┌──

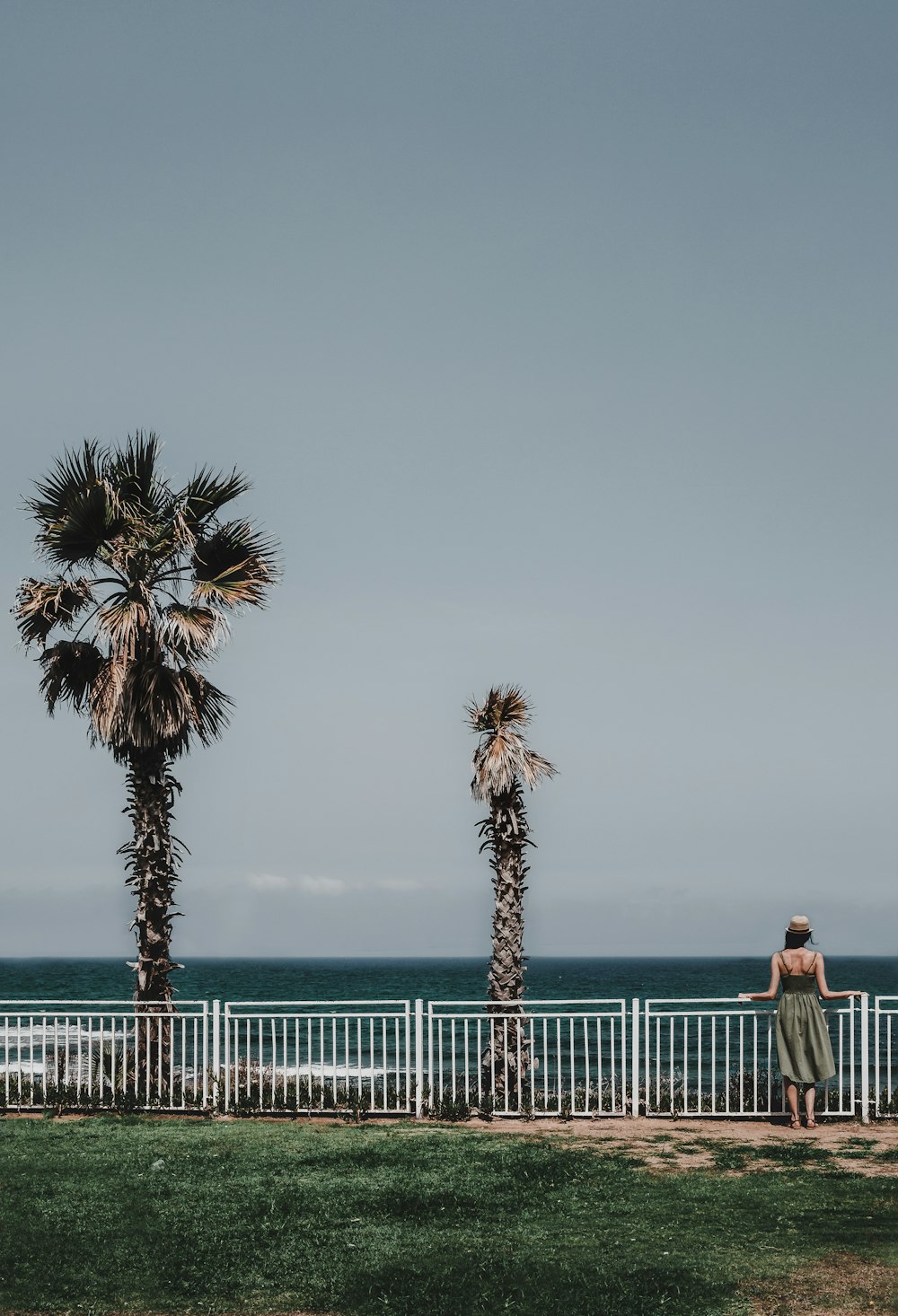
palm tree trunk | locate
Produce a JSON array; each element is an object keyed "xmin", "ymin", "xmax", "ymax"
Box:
[
  {"xmin": 119, "ymin": 749, "xmax": 181, "ymax": 1098},
  {"xmin": 482, "ymin": 782, "xmax": 529, "ymax": 1107}
]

└──

# Problem description
Reproduce the records above with "palm tree trunk" switched to "coconut palm trunk" and every other line unchanged. Leave out the pictures.

# Response
coconut palm trunk | locate
Produce a JSON array; each element is an object keyed "xmin", "ymin", "xmax", "ymax"
Box:
[
  {"xmin": 119, "ymin": 749, "xmax": 181, "ymax": 1098},
  {"xmin": 482, "ymin": 782, "xmax": 529, "ymax": 1107}
]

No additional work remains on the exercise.